◆ Page:
════════════════════
I feel like one of the most important lessons I’ve had about How the World Works, which has taken quite a bit of time to sink in, is:
In general, neither organizations nor individual people do the thing that their supposed role says they should do. Rather they tend to do the things that align with their incentives (which may sometimes be economic, but even more often they are social and psychological). If you want to really change things, you have to change people’s incentives.
But I feel like I’ve had to gradually piece this together from a variety of places, over a long time; I’ve never read anything that would have laid down the whole picture. I remember that Freakonomics had a few chapters about how incentives cause unexpected behavior, but that was mostly about economic incentives, which are just a small part of the whole picture. And it didn’t really focus on the “nothing in the world works the way you’d naively expect” thing; as I recall, it was presented more as a curiosity.
On the other hand, Robin Hanson has had a lot of stuff about “X is not about Y“, but that has mostly been framed in terms of prestige and signaling, which is the kind of stuff that’s certainly an important part of the whole picture (the psychological kind of incentives), but again just a part of the picture. (However, his upcoming book goes into a lot more detail on why and how the publicly-stated motives for human or organizational behavior aren’t actually the true motives.)
And then in social/evolutionary/moral psychology there’s a bunch of stuff about social-psychological incentives, of how we’re motivated to denounce outgroups and form bonds with our ingroups; and how it can be socially costly to have accurate beliefs about outgroups and defend them to your ingroup, whereas it would be much more rewarding to just spread inaccuracies or outright lies about how terrible the outgroups are, and thus increase your own social standing. And how even well-meaning ideologies will by default get hijacked by these kinds of dynamics and become something quite different from what they claimed to be.
════════════════════
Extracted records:
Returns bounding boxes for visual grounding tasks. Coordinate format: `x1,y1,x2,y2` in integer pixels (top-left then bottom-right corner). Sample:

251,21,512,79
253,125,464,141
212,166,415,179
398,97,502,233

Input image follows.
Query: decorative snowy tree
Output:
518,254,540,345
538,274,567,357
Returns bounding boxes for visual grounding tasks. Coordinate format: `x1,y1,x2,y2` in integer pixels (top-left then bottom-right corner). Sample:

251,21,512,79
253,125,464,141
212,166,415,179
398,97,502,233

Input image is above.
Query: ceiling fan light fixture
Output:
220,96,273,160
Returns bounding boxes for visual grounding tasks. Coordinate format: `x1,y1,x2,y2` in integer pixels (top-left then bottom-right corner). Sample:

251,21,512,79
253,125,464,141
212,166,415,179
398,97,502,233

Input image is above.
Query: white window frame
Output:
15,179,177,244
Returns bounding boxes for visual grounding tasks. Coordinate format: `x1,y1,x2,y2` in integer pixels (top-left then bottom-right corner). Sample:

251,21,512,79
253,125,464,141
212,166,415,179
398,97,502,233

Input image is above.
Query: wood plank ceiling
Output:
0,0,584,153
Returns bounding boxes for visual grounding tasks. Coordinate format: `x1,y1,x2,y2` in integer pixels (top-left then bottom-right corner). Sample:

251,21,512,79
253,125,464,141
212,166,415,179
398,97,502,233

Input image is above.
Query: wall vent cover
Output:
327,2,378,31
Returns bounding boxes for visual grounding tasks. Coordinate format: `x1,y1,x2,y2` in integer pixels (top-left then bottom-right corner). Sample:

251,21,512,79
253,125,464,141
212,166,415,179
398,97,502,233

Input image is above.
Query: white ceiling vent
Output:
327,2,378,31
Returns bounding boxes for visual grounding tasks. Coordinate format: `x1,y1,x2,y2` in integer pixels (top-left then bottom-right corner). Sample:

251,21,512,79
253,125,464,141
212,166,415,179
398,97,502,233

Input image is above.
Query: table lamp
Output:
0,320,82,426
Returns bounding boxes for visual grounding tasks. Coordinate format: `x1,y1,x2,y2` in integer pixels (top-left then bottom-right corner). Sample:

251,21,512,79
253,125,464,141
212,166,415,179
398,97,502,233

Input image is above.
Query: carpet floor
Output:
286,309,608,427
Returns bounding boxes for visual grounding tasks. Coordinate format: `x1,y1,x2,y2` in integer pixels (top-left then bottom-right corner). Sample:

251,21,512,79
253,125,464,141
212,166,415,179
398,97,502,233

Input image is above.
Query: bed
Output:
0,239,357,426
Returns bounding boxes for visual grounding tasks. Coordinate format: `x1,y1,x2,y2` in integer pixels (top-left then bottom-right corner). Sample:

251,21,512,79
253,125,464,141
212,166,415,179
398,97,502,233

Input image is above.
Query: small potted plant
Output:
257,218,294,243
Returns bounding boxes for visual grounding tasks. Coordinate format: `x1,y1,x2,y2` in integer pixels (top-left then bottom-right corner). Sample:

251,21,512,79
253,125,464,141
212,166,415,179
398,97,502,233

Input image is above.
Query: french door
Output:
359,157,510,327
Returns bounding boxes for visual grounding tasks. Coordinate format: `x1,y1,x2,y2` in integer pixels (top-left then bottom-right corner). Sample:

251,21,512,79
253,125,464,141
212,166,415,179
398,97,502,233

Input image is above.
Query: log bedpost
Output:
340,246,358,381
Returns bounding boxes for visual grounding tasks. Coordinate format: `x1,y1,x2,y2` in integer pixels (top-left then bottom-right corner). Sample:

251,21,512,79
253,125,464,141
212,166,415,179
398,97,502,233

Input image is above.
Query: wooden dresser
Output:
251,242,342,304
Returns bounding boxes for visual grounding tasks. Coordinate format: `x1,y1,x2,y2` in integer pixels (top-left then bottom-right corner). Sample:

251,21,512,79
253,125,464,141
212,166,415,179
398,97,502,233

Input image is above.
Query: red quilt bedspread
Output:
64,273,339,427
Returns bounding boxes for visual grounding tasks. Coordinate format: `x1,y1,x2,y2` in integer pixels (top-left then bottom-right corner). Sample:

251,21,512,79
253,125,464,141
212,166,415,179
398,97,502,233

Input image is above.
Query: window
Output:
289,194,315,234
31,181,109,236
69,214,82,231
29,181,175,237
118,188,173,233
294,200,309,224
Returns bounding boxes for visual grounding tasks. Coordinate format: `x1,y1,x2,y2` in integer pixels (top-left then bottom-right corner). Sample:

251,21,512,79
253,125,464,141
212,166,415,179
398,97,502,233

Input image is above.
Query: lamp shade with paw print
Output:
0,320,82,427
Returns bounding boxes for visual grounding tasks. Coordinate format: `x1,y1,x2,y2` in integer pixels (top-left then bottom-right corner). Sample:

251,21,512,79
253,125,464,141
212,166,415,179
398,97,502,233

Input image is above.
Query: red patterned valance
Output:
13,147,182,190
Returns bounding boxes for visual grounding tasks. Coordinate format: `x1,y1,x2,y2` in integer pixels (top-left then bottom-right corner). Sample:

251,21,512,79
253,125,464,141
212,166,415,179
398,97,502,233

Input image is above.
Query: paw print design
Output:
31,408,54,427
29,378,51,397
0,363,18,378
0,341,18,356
════════════════════
◆ Problem 1: Please reproduce word for word the part of the passage on incentives starting at "And then in" and ending at "claimed to be.".
◆ Problem 2: Quote the entries exactly, starting at their very first line and ending at the line that contains "518,254,540,345", with both of those lines included.

◆ Final answer 1:
And then in social/evolutionary/moral psychology there’s a bunch of stuff about social-psychological incentives, of how we’re motivated to denounce outgroups and form bonds with our ingroups; and how it can be socially costly to have accurate beliefs about outgroups and defend them to your ingroup, whereas it would be much more rewarding to just spread inaccuracies or outright lies about how terrible the outgroups are, and thus increase your own social standing. And how even well-meaning ideologies will by default get hijacked by these kinds of dynamics and become something quite different from what they claimed to be.

◆ Final answer 2:
Returns bounding boxes for visual grounding tasks. Coordinate format: `x1,y1,x2,y2` in integer pixels (top-left then bottom-right corner). Sample:

251,21,512,79
253,125,464,141
212,166,415,179
398,97,502,233

Input image follows.
Query: decorative snowy tree
Output:
518,254,540,345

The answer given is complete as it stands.